╭─ 抜粋本文

前々回、いろいろある半導体製品の中で先端ロジック半導体がもっとも水平分業が進んでいるというお話をしました。先端ロジック半導体については簡単に説明しましたが、定義があいまいな似たような言葉が複数あり私自身がはっきり理解できていなかったので、改めて調べてみました。ここではその結果をお話ししましょう。

2024年08月28日 公開

第19回 半導体産業の水平分業化(番外編)
~先端ロジック半導体の起源と定義と種類~

 

ロジック半導体の起源 ~論理学とロジック半導体~

先端ロジック半導体について調べているうちに、論理学まで遡ってしまいました。まずはロジック半導体の起源からお話しします。

 

英語のロジック(logic)に対応する日本語として普通に思い浮かぶのは論理ですが、調べてみるとlogicには論理学という意味もあることがわかります。論理学は人間の思考を対象とする学問です。理詰めの思考、推論の方法を研究する学問が論理学です。

 

論理学は紀元前に哲学の一部門としてギリシャで誕生したと言われています。中世には停滞期があったとされていますが、19世紀になって数理論理学(記号論理学ともいう)というものが発展し、論理学を数学的に扱えるようになります。

 

数理論理学は命題の真偽を1と0で表してそれらの関係を数学的に記述したものです。通常の計算における四則演算に相当するものが論理演算と呼ばれます。基本的な論理演算はAND(日本語では「かつ」)、OR(日本語では「または」)、NOT(否定)の3つです。ANDは論理積と呼ばれ掛け算に相当しORは論理和と呼ばれ足し算に相当します。

 

そのような論理演算を、スイッチのオンとオフを1と0に対応させることで、電気回路(スイッチ)で表現できることが1930年代に明らかにされました(スイッチング理論)。トランジスタ発明の10年以上前の出来事なので、スイッチとしてはリレーが使われました。今から考えると当たり前のような気もしますが、これは大発見なんだそうです。これにより、数学とつながった論理学が電気ともつながりました。

 

※スイッチング理論の創始者は「情報理論の父」と呼ばれる米国のクロード・シャノンとされていますが、日本の中嶋 章らがシャノンの論文(修士論文1937年、論文誌掲載1938年)の少し前に同内容の論文を発表しています。

理論1論理学と数学と電気のつながり

 

その電気回路(論理回路)を集積回路(IC)で実現したものがロジック半導体です。トランジスタ発明以降には、トランジスタを使って論理演算を電子回路化していましたが、1950年代末に集積回路が発明されると、1960年代の初めには集積回路として実現されます。これが汎用ロジックICあるいは標準ロジックICと呼ばれるものです。現在でも製造販売されています。

╰─
╭─ 表示データ

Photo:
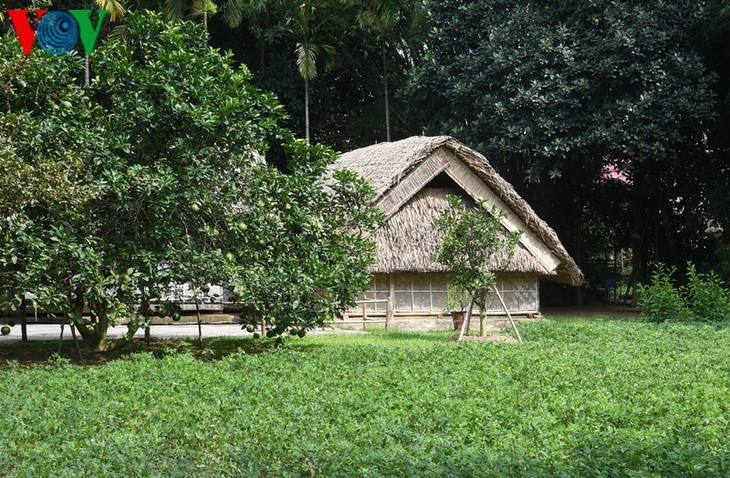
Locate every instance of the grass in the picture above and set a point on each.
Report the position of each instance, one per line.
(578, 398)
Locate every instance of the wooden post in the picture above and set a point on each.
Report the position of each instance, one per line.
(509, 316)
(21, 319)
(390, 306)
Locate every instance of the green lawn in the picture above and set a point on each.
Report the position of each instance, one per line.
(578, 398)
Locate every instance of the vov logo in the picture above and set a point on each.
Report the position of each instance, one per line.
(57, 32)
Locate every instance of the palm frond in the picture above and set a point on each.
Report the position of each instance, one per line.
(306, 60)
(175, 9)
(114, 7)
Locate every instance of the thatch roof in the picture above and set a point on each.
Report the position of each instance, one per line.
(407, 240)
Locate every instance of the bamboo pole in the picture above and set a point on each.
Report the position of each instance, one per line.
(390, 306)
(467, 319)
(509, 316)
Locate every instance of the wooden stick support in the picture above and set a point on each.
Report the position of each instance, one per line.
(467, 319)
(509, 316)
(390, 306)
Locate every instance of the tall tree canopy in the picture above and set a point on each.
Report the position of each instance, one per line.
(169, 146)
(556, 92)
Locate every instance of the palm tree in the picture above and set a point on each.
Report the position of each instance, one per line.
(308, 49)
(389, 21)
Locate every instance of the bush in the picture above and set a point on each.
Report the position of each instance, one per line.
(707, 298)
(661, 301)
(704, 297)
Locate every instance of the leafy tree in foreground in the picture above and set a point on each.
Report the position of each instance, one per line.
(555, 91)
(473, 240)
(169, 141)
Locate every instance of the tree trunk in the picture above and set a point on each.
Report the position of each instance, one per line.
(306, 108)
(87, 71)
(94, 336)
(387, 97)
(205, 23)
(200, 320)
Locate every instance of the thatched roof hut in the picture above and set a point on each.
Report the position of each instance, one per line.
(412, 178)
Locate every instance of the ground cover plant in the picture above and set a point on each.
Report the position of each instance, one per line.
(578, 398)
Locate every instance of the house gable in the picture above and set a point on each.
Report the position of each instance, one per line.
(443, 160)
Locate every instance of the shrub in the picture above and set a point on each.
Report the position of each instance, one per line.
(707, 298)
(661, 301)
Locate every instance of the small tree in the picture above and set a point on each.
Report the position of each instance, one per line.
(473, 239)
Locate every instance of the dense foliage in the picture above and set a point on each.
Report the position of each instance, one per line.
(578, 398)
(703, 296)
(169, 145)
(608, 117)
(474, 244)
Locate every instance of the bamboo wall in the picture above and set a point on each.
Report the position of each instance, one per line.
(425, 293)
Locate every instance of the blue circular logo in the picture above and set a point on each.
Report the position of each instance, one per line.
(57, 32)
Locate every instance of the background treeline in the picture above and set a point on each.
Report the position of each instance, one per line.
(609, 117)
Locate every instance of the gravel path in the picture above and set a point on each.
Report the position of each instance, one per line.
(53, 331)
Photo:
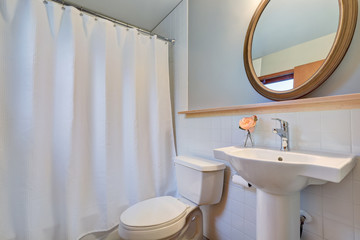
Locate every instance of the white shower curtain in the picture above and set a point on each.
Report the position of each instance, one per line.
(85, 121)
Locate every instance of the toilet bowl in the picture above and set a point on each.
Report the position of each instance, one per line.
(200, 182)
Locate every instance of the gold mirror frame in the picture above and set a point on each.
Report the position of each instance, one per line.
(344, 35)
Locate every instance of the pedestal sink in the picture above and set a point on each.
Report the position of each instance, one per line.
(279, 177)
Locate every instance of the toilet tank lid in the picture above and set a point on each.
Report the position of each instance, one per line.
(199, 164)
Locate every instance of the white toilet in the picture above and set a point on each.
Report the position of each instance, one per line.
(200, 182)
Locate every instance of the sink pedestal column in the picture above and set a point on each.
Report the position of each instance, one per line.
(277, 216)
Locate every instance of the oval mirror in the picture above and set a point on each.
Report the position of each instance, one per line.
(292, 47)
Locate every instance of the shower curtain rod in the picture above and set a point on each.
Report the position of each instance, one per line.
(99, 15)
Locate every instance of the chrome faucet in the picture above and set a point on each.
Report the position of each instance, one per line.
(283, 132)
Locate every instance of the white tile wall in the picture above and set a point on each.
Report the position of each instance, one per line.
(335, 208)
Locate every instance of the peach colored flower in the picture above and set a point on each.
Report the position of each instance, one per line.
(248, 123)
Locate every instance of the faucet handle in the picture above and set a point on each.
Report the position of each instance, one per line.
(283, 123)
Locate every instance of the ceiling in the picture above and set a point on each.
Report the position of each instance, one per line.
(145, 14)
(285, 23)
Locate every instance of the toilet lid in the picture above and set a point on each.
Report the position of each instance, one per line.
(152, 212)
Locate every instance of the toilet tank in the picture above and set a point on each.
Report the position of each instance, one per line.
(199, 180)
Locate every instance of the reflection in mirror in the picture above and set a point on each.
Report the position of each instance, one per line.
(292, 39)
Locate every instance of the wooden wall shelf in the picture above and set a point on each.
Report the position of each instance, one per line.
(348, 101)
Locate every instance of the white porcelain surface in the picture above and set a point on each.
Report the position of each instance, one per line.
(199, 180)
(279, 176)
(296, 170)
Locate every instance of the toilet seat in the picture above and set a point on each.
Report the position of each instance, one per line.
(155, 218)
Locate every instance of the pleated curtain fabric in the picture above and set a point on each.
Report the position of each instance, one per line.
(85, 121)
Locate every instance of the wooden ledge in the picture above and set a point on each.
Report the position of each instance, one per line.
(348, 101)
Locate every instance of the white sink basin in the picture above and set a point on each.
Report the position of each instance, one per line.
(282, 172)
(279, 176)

╰─
╭─ 表示データ

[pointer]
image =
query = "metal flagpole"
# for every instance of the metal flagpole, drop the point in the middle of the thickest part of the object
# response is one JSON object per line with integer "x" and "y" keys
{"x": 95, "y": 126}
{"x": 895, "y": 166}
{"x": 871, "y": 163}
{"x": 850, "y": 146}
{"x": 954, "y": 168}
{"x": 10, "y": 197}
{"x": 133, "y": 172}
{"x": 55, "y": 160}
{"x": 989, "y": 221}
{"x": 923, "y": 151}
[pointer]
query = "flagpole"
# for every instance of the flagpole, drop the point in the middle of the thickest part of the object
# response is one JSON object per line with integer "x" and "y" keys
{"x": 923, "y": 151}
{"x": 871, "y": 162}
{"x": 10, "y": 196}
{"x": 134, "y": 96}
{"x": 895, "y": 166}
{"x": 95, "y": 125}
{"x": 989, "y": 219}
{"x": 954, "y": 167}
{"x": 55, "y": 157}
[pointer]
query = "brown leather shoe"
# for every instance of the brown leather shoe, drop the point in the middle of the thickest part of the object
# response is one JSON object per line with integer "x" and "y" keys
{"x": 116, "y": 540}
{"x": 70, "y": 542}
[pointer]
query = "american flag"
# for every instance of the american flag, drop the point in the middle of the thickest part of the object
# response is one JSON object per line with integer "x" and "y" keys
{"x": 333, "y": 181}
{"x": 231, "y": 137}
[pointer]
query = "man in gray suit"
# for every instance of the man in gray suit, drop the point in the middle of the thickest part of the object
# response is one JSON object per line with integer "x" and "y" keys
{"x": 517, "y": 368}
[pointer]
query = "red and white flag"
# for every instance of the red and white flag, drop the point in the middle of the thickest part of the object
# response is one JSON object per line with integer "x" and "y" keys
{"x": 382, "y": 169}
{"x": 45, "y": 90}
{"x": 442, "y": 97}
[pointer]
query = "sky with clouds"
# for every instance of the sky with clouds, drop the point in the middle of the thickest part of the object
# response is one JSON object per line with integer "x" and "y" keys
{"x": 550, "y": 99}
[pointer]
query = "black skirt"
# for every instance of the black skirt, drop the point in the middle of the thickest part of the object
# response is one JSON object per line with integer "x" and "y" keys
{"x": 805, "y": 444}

╰─
╭─ 表示データ

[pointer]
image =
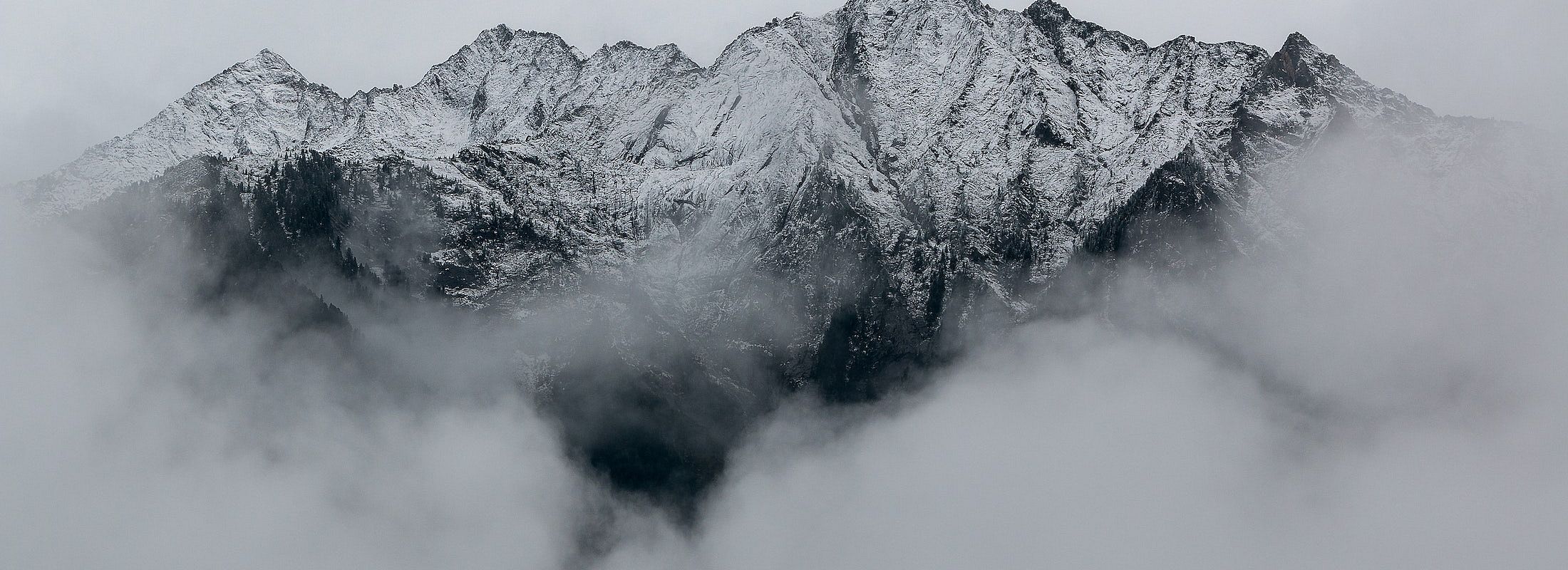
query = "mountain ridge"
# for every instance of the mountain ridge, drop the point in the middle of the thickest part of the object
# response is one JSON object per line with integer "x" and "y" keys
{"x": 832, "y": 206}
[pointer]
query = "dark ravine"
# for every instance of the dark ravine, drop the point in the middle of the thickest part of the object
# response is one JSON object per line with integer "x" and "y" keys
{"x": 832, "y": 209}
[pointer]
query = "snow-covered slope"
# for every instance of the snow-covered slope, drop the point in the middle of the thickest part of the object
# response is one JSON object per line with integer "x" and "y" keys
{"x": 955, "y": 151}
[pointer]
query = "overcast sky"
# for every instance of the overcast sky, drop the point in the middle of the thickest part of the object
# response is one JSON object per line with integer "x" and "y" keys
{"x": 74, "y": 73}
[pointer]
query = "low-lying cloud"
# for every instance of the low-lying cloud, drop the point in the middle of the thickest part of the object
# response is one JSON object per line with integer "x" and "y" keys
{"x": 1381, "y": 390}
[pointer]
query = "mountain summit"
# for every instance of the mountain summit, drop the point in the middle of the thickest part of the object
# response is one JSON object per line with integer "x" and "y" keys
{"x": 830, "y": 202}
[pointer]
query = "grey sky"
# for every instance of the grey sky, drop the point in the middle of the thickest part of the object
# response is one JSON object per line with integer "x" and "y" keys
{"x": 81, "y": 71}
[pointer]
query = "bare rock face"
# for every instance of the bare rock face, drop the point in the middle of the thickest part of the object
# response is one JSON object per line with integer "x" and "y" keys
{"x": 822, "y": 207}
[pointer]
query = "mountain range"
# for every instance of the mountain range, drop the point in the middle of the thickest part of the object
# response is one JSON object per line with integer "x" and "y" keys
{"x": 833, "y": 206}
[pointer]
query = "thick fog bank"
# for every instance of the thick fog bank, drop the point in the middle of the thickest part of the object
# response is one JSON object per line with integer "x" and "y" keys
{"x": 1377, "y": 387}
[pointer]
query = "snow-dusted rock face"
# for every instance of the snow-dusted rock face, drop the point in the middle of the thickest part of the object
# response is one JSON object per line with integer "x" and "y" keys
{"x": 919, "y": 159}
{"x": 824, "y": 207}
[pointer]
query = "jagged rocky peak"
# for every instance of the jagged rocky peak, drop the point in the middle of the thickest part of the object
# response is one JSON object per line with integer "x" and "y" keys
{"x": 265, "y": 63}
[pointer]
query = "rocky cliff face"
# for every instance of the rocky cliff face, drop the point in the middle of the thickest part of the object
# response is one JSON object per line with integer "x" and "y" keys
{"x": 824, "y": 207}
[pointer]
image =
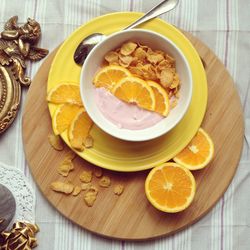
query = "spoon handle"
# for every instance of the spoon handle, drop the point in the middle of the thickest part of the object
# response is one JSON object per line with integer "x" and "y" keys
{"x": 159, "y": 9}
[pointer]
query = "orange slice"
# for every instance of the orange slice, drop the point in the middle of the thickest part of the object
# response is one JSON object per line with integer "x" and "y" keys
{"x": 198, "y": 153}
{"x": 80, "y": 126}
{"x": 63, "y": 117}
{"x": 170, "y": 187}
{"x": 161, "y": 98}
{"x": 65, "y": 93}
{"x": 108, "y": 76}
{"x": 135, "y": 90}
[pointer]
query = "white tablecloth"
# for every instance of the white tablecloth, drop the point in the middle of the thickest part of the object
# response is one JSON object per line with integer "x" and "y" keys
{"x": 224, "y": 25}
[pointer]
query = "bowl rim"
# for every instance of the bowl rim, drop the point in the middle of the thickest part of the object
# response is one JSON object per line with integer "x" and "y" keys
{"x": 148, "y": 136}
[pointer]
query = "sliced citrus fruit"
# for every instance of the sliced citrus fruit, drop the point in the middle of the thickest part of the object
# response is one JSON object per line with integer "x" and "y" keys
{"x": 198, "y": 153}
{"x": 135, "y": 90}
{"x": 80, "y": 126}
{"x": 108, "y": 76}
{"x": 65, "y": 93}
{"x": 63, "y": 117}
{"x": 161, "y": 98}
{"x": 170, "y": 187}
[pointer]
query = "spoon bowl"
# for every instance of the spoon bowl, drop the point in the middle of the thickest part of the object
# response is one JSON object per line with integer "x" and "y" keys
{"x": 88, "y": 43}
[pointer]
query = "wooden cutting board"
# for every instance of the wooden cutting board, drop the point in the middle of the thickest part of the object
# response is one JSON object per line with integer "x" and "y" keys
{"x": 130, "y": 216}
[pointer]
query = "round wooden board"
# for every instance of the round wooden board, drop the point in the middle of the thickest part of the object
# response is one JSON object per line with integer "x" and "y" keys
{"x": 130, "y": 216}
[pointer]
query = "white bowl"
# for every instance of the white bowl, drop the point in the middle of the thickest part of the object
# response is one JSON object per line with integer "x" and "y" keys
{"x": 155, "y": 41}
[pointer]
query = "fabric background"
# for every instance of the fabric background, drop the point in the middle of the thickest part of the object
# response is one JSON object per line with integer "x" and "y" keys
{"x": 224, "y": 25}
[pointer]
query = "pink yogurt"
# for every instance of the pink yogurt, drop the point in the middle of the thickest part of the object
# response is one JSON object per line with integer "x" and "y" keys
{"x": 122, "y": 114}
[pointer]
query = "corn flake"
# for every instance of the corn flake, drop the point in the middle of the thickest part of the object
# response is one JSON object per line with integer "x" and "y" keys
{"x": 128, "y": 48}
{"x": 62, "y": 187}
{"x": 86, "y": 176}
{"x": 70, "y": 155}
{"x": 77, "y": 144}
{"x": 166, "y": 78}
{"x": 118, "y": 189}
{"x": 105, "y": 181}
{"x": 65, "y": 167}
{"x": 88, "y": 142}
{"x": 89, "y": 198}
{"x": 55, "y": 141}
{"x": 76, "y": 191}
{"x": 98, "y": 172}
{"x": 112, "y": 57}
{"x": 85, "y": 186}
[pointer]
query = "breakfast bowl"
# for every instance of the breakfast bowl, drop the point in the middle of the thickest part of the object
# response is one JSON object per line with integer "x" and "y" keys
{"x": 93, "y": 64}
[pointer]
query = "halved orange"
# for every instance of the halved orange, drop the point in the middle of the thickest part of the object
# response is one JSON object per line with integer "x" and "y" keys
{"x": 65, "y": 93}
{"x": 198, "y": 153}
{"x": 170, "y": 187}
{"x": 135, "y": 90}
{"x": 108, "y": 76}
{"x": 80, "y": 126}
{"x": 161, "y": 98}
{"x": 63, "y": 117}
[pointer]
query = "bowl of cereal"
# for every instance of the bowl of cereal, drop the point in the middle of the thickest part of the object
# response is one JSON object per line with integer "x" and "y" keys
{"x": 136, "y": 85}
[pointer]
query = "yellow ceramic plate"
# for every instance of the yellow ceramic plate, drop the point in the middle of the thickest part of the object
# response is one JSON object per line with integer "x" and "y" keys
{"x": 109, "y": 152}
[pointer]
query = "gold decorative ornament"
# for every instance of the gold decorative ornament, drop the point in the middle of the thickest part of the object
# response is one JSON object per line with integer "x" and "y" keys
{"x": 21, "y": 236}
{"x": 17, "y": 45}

╰─

課題要件:
ロジック半導体の起源を扱った抜粋本文のうち、「英語のロジック(logic)」で始まり「学が電気ともつながりました。」まで続く部分を一字も変えずに書き写すこと。

解答全文:
英語のロジック(logic)に対応する日本語として普通に思い浮かぶのは論理ですが、調べてみるとlogicには論理学という意味もあることがわかります。論理学は人間の思考を対象とする学問です。理詰めの思考、推論の方法を研究する学問が論理学です。

 

論理学は紀元前に哲学の一部門としてギリシャで誕生したと言われています。中世には停滞期があったとされていますが、19世紀になって数理論理学(記号論理学ともいう)というものが発展し、論理学を数学的に扱えるようになります。

 

数理論理学は命題の真偽を1と0で表してそれらの関係を数学的に記述したものです。通常の計算における四則演算に相当するものが論理演算と呼ばれます。基本的な論理演算はAND(日本語では「かつ」)、OR(日本語では「または」)、NOT(否定)の3つです。ANDは論理積と呼ばれ掛け算に相当しORは論理和と呼ばれ足し算に相当します。

 

そのような論理演算を、スイッチのオンとオフを1と0に対応させることで、電気回路(スイッチ)で表現できることが1930年代に明らかにされました(スイッチング理論)。トランジスタ発明の10年以上前の出来事なので、スイッチとしてはリレーが使われました。今から考えると当たり前のような気もしますが、これは大発見なんだそうです。これにより、数学とつながった論理学が電気ともつながりました。